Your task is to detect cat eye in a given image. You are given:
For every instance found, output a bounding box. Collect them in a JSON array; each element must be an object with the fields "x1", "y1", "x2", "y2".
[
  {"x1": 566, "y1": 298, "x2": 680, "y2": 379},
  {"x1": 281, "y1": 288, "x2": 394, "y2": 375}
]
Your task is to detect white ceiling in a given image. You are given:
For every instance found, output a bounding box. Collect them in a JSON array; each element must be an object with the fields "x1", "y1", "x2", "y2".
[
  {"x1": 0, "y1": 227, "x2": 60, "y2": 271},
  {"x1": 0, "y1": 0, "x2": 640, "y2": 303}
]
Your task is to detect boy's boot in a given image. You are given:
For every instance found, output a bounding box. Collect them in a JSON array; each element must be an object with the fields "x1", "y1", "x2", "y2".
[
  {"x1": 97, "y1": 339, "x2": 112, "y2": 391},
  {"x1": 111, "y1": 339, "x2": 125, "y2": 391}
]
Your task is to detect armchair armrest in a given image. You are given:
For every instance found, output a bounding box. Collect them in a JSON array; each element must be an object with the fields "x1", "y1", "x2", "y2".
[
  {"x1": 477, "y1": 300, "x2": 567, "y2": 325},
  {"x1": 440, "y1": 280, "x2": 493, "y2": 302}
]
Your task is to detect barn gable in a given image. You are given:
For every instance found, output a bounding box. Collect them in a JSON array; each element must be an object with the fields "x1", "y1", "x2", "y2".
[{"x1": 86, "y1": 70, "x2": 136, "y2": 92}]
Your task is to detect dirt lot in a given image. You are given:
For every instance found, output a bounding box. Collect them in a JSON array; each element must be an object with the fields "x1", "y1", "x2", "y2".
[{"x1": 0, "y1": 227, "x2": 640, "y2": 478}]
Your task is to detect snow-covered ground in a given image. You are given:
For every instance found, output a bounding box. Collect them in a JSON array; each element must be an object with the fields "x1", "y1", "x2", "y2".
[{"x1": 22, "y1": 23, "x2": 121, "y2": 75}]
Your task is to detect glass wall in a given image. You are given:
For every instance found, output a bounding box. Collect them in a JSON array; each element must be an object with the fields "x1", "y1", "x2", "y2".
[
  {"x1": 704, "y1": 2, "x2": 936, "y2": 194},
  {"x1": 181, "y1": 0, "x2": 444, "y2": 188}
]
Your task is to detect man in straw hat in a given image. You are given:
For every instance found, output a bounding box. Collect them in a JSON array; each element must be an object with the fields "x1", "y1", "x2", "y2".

[Task directions]:
Recast every line of the rows above as a Markdown table with two columns, No. and Text, numbering the lines in order and omitting blank ones.

[Result below]:
| No. | Text |
|---|---|
| 1 | Your task is to detect cat eye in a given image. You are given: |
| 2 | For every instance found, output a bounding box. Collect them in a JSON array; each element must be an object with the fields "x1", "y1", "x2", "y2". |
| 3 | [ |
| 4 |   {"x1": 566, "y1": 298, "x2": 680, "y2": 379}, |
| 5 |   {"x1": 281, "y1": 288, "x2": 394, "y2": 375} |
| 6 | ] |
| 7 | Your task is to detect white ceiling in a given image. You are given: |
| 8 | For every instance found, output a bounding box. Collect them in a JSON array; each element must be an object with the fields "x1", "y1", "x2", "y2". |
| 9 | [ |
| 10 |   {"x1": 0, "y1": 227, "x2": 60, "y2": 271}, |
| 11 |   {"x1": 0, "y1": 0, "x2": 640, "y2": 303} |
| 12 | ] |
| 13 | Your task is to detect boy's boot in a given image. You are given: |
| 14 | For every instance found, output a bounding box. Collect them in a JSON array; each element must be an object with the fields "x1", "y1", "x2", "y2". |
| 15 | [ |
| 16 |   {"x1": 97, "y1": 339, "x2": 112, "y2": 391}, |
| 17 |   {"x1": 111, "y1": 339, "x2": 125, "y2": 391} |
| 18 | ] |
| 19 | Your task is to detect armchair armrest in a given image. You are given: |
| 20 | For every instance found, output a bounding box. Collect them in a JSON array; each element must be an object with the fields "x1", "y1", "x2", "y2". |
| 21 | [ |
| 22 |   {"x1": 477, "y1": 300, "x2": 567, "y2": 325}, |
| 23 |   {"x1": 440, "y1": 280, "x2": 493, "y2": 302} |
| 24 | ] |
| 25 | Your task is to detect barn gable in a given image. You are given: |
| 26 | For every instance found, output a bounding box. Collect them in a JSON array; each element must be an object with the fields "x1", "y1", "x2", "y2". |
| 27 | [{"x1": 86, "y1": 70, "x2": 136, "y2": 92}] |
| 28 | Your task is to detect dirt lot in a given image. You are given: |
| 29 | For every instance found, output a bounding box. Collect them in a JSON array; each element must be an object with the fields "x1", "y1", "x2", "y2". |
| 30 | [{"x1": 0, "y1": 227, "x2": 640, "y2": 478}] |
| 31 | Your task is to detect snow-covered ground in a given image. You are given: |
| 32 | For every instance found, output a bounding box. Collect them in a JSON array; each element must be an object with the fields "x1", "y1", "x2", "y2". |
| 33 | [{"x1": 22, "y1": 23, "x2": 121, "y2": 75}] |
| 34 | Your task is to detect glass wall in a given image. You are given: |
| 35 | For every instance found, output a bounding box. Collect them in a JSON array; each element must be an object with the fields "x1", "y1", "x2", "y2". |
| 36 | [ |
| 37 |   {"x1": 704, "y1": 2, "x2": 936, "y2": 194}, |
| 38 |   {"x1": 181, "y1": 0, "x2": 444, "y2": 188} |
| 39 | ] |
| 40 | Your task is to detect man in straw hat in a given image. You are given: |
| 41 | For every instance found, output a bounding box. Collect them in a JSON array; each element must be an object with the fields "x1", "y1", "x2", "y2". |